- WORK ITEM -
Write out every record below exactly as it appears, omitting the pictures.

·····

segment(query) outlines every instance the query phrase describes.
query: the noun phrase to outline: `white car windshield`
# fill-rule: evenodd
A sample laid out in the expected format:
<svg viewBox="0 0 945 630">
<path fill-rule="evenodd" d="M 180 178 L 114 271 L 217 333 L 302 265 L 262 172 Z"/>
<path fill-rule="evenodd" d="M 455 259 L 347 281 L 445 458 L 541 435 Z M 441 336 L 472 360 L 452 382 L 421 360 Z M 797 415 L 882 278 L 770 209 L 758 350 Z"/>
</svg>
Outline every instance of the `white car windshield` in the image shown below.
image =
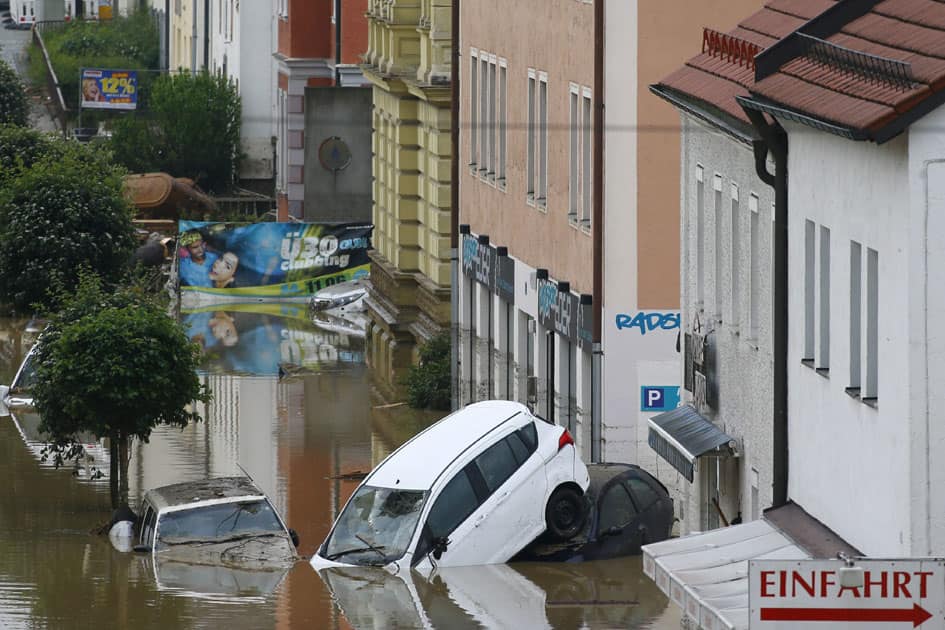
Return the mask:
<svg viewBox="0 0 945 630">
<path fill-rule="evenodd" d="M 273 534 L 285 534 L 285 530 L 267 501 L 220 503 L 162 515 L 157 549 Z"/>
<path fill-rule="evenodd" d="M 397 560 L 407 551 L 427 495 L 424 490 L 361 486 L 338 517 L 322 555 L 364 565 Z"/>
</svg>

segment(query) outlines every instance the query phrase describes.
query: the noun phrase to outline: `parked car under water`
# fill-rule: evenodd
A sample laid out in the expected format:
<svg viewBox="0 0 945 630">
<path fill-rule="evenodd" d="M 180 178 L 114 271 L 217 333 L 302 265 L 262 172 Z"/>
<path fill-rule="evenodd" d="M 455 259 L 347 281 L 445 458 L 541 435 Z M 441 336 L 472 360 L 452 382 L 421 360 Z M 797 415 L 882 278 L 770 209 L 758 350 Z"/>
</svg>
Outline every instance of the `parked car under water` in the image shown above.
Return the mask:
<svg viewBox="0 0 945 630">
<path fill-rule="evenodd" d="M 177 560 L 276 569 L 298 560 L 298 537 L 247 477 L 222 477 L 149 490 L 136 551 Z"/>
<path fill-rule="evenodd" d="M 588 518 L 570 540 L 538 539 L 513 560 L 580 562 L 640 553 L 669 538 L 673 499 L 656 477 L 633 464 L 589 464 Z"/>
<path fill-rule="evenodd" d="M 546 530 L 577 534 L 588 483 L 563 427 L 519 403 L 469 405 L 365 478 L 311 564 L 424 571 L 506 562 Z"/>
</svg>

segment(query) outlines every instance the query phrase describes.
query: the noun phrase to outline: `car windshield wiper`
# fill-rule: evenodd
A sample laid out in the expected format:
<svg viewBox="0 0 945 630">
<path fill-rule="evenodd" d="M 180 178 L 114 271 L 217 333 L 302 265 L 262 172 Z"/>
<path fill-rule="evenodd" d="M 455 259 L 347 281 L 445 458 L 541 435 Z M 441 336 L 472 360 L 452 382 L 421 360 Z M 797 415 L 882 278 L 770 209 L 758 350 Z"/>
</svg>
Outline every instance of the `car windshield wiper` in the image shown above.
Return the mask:
<svg viewBox="0 0 945 630">
<path fill-rule="evenodd" d="M 340 558 L 341 556 L 347 556 L 348 554 L 352 554 L 352 553 L 364 553 L 365 551 L 373 551 L 373 552 L 379 554 L 382 558 L 387 558 L 387 556 L 384 555 L 384 552 L 382 551 L 383 549 L 386 549 L 386 547 L 384 547 L 384 546 L 378 547 L 377 545 L 372 545 L 371 543 L 369 543 L 368 541 L 364 540 L 364 539 L 361 538 L 360 536 L 357 536 L 357 535 L 356 535 L 356 537 L 357 537 L 358 540 L 360 540 L 361 542 L 363 542 L 366 546 L 365 546 L 365 547 L 355 547 L 355 548 L 353 548 L 353 549 L 345 549 L 344 551 L 339 551 L 338 553 L 333 553 L 333 554 L 331 554 L 330 556 L 325 556 L 325 557 L 328 558 L 329 560 L 335 560 L 336 558 Z"/>
</svg>

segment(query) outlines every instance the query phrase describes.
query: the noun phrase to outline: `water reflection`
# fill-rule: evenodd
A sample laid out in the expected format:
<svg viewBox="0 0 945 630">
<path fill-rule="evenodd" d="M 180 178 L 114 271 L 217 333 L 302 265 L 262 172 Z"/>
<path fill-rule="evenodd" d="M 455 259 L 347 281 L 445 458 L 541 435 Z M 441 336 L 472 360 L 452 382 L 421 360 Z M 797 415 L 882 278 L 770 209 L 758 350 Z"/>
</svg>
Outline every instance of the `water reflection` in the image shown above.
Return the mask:
<svg viewBox="0 0 945 630">
<path fill-rule="evenodd" d="M 324 322 L 320 327 L 307 319 L 304 307 L 254 312 L 226 305 L 207 312 L 229 314 L 245 334 L 239 344 L 208 348 L 201 378 L 214 398 L 200 409 L 203 422 L 183 430 L 159 428 L 147 444 L 134 444 L 132 499 L 140 501 L 152 487 L 244 469 L 298 531 L 300 554 L 310 556 L 357 487 L 357 473 L 371 470 L 442 414 L 377 408 L 381 401 L 359 362 L 363 340 L 326 330 Z M 0 382 L 10 382 L 32 344 L 23 334 L 25 325 L 0 320 Z M 236 348 L 239 355 L 232 355 Z M 106 537 L 91 533 L 110 515 L 107 484 L 85 483 L 68 469 L 39 465 L 31 426 L 19 415 L 0 417 L 2 628 L 482 627 L 505 623 L 511 613 L 485 605 L 479 610 L 475 602 L 513 588 L 519 589 L 516 606 L 527 609 L 516 614 L 546 620 L 545 626 L 523 628 L 678 628 L 678 618 L 649 621 L 665 598 L 634 590 L 636 580 L 645 578 L 633 561 L 615 565 L 612 574 L 584 577 L 558 573 L 570 570 L 566 567 L 522 565 L 485 568 L 479 577 L 471 572 L 468 578 L 447 575 L 440 581 L 412 578 L 396 587 L 370 586 L 376 576 L 364 578 L 368 586 L 337 586 L 339 593 L 376 588 L 387 603 L 373 613 L 348 604 L 342 613 L 305 561 L 284 575 L 155 566 L 150 556 L 119 553 Z M 495 585 L 496 593 L 477 591 L 477 582 Z M 595 598 L 641 603 L 574 603 Z M 395 608 L 406 615 L 400 625 L 394 623 L 399 618 L 387 616 Z M 582 621 L 570 625 L 575 619 Z"/>
</svg>

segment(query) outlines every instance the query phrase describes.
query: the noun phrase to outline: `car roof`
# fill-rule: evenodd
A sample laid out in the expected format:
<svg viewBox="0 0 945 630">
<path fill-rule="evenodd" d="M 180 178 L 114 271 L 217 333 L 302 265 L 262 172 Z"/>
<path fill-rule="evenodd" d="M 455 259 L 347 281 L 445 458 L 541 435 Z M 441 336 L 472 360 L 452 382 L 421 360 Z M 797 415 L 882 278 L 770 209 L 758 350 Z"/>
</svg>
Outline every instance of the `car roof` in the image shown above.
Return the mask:
<svg viewBox="0 0 945 630">
<path fill-rule="evenodd" d="M 429 490 L 477 440 L 519 414 L 525 405 L 504 400 L 475 403 L 452 413 L 394 451 L 364 480 L 368 486 Z M 524 423 L 523 423 L 524 424 Z"/>
<path fill-rule="evenodd" d="M 160 512 L 168 507 L 200 501 L 259 496 L 265 496 L 265 493 L 249 477 L 218 477 L 153 488 L 148 490 L 144 499 Z"/>
</svg>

·····

- PROBLEM SOLUTION -
segment(query) outlines every instance the query phrase describes.
query: the noun phrase to outline: `white car windshield`
# fill-rule: evenodd
A sample laid out in the expected format:
<svg viewBox="0 0 945 630">
<path fill-rule="evenodd" d="M 180 178 L 114 271 L 217 333 L 302 265 L 262 172 Z"/>
<path fill-rule="evenodd" d="M 455 259 L 347 281 L 445 458 L 541 435 Z M 441 336 L 472 360 L 452 382 L 421 360 Z M 797 415 L 882 278 L 770 209 L 758 350 Z"/>
</svg>
Outline every instance of the `white car windshield` in the image shown below.
image =
Return the mask:
<svg viewBox="0 0 945 630">
<path fill-rule="evenodd" d="M 273 534 L 285 534 L 285 530 L 267 501 L 220 503 L 162 515 L 157 549 Z"/>
<path fill-rule="evenodd" d="M 397 560 L 407 551 L 427 495 L 424 490 L 361 486 L 338 517 L 322 555 L 364 565 Z"/>
</svg>

segment(query) outlines every instance the query phrase describes.
query: the noun phrase to outline: `parked car under water`
# fill-rule: evenodd
A sample laid out in the expected format:
<svg viewBox="0 0 945 630">
<path fill-rule="evenodd" d="M 180 178 L 114 271 L 217 333 L 302 265 L 262 172 Z"/>
<path fill-rule="evenodd" d="M 455 259 L 347 281 L 445 458 L 541 435 Z M 441 336 L 472 360 L 452 382 L 421 360 Z M 797 415 L 882 278 L 770 209 L 758 350 Z"/>
</svg>
Outline every instance of the `parked car under water` in the image shown above.
Return the mask:
<svg viewBox="0 0 945 630">
<path fill-rule="evenodd" d="M 177 560 L 276 569 L 298 560 L 298 537 L 247 477 L 222 477 L 149 490 L 136 551 Z"/>
<path fill-rule="evenodd" d="M 588 518 L 570 540 L 538 539 L 513 560 L 580 562 L 640 553 L 669 538 L 673 499 L 656 477 L 633 464 L 589 464 Z"/>
<path fill-rule="evenodd" d="M 546 530 L 577 534 L 588 483 L 563 427 L 519 403 L 469 405 L 365 478 L 311 564 L 424 571 L 506 562 Z"/>
</svg>

segment(query) outlines every instance the query phrase describes.
query: the noun phrase to outline: `car windshield wiper`
# fill-rule: evenodd
A sample laid out in the expected format:
<svg viewBox="0 0 945 630">
<path fill-rule="evenodd" d="M 180 178 L 114 271 L 217 333 L 302 265 L 262 172 Z"/>
<path fill-rule="evenodd" d="M 455 259 L 347 281 L 445 458 L 541 435 Z M 441 336 L 472 360 L 452 382 L 421 360 Z M 797 415 L 882 278 L 770 209 L 758 350 Z"/>
</svg>
Outline every instance of the `car windshield wiper` in the image shown above.
Return the mask:
<svg viewBox="0 0 945 630">
<path fill-rule="evenodd" d="M 340 558 L 341 556 L 347 556 L 348 554 L 352 554 L 352 553 L 364 553 L 365 551 L 373 551 L 373 552 L 379 554 L 382 558 L 387 558 L 387 556 L 384 555 L 384 552 L 382 551 L 383 549 L 386 549 L 386 547 L 384 547 L 384 546 L 378 547 L 377 545 L 372 545 L 371 543 L 369 543 L 368 541 L 364 540 L 364 539 L 361 538 L 360 536 L 357 536 L 357 535 L 356 535 L 356 537 L 357 537 L 358 540 L 360 540 L 361 542 L 363 542 L 366 546 L 365 546 L 365 547 L 355 547 L 355 548 L 353 548 L 353 549 L 345 549 L 344 551 L 339 551 L 338 553 L 333 553 L 333 554 L 331 554 L 330 556 L 325 556 L 325 557 L 328 558 L 329 560 L 335 560 L 336 558 Z"/>
</svg>

segment(query) outlines every instance the query phrase describes.
query: the noun phrase to outline: `water reflection`
# fill-rule: evenodd
A sample laid out in the expected format:
<svg viewBox="0 0 945 630">
<path fill-rule="evenodd" d="M 180 178 L 114 271 L 217 333 L 302 265 L 262 172 Z"/>
<path fill-rule="evenodd" d="M 455 259 L 347 281 L 445 458 L 541 435 Z M 441 336 L 472 360 L 452 382 L 421 360 Z M 797 415 L 882 278 L 770 209 L 758 350 Z"/>
</svg>
Outline every instance of the `water reflection` in the image shown above.
Return the mask:
<svg viewBox="0 0 945 630">
<path fill-rule="evenodd" d="M 324 322 L 320 327 L 307 319 L 304 307 L 254 312 L 226 305 L 207 312 L 229 314 L 245 334 L 239 344 L 208 348 L 201 378 L 214 398 L 200 409 L 203 422 L 183 430 L 159 428 L 147 444 L 134 444 L 132 499 L 140 501 L 152 487 L 244 469 L 298 531 L 300 554 L 310 556 L 357 487 L 357 473 L 371 470 L 442 414 L 377 408 L 381 401 L 359 362 L 363 340 L 326 330 Z M 0 382 L 10 382 L 32 344 L 23 334 L 25 325 L 0 320 Z M 236 348 L 239 355 L 232 355 Z M 106 537 L 91 533 L 110 515 L 107 484 L 85 483 L 68 469 L 39 465 L 31 426 L 19 415 L 0 417 L 2 628 L 482 627 L 505 623 L 511 613 L 485 605 L 479 610 L 475 602 L 513 588 L 519 589 L 516 606 L 527 609 L 516 614 L 546 620 L 545 626 L 523 628 L 678 628 L 678 618 L 649 621 L 665 598 L 634 590 L 636 580 L 645 578 L 633 561 L 615 565 L 612 574 L 584 577 L 558 573 L 570 570 L 566 567 L 522 565 L 485 568 L 479 577 L 471 572 L 468 578 L 447 575 L 440 581 L 412 578 L 396 587 L 370 586 L 376 576 L 364 578 L 368 586 L 337 586 L 339 593 L 376 588 L 387 603 L 373 613 L 348 604 L 342 613 L 305 561 L 284 575 L 155 566 L 150 556 L 119 553 Z M 495 585 L 496 593 L 477 591 L 477 582 Z M 595 598 L 641 603 L 574 603 Z M 395 608 L 406 615 L 400 625 L 394 623 L 399 618 L 387 616 Z M 582 621 L 570 625 L 575 619 Z"/>
</svg>

segment(query) outlines every instance the query phrase describes.
query: the noun phrase to outline: `car roof`
# fill-rule: evenodd
A sample laid out in the expected format:
<svg viewBox="0 0 945 630">
<path fill-rule="evenodd" d="M 180 178 L 114 271 L 217 333 L 302 265 L 262 172 Z"/>
<path fill-rule="evenodd" d="M 455 259 L 347 281 L 445 458 L 541 435 Z M 441 336 L 472 360 L 452 382 L 421 360 Z M 797 415 L 882 278 L 770 209 L 758 350 Z"/>
</svg>
Outline every instance of the `car roof` in the image shown above.
Return the mask:
<svg viewBox="0 0 945 630">
<path fill-rule="evenodd" d="M 429 490 L 477 440 L 519 414 L 525 405 L 504 400 L 475 403 L 452 413 L 394 451 L 364 480 L 368 486 Z M 524 423 L 523 423 L 524 424 Z"/>
<path fill-rule="evenodd" d="M 160 512 L 168 507 L 200 501 L 259 496 L 265 496 L 265 493 L 249 477 L 218 477 L 153 488 L 148 490 L 144 499 Z"/>
</svg>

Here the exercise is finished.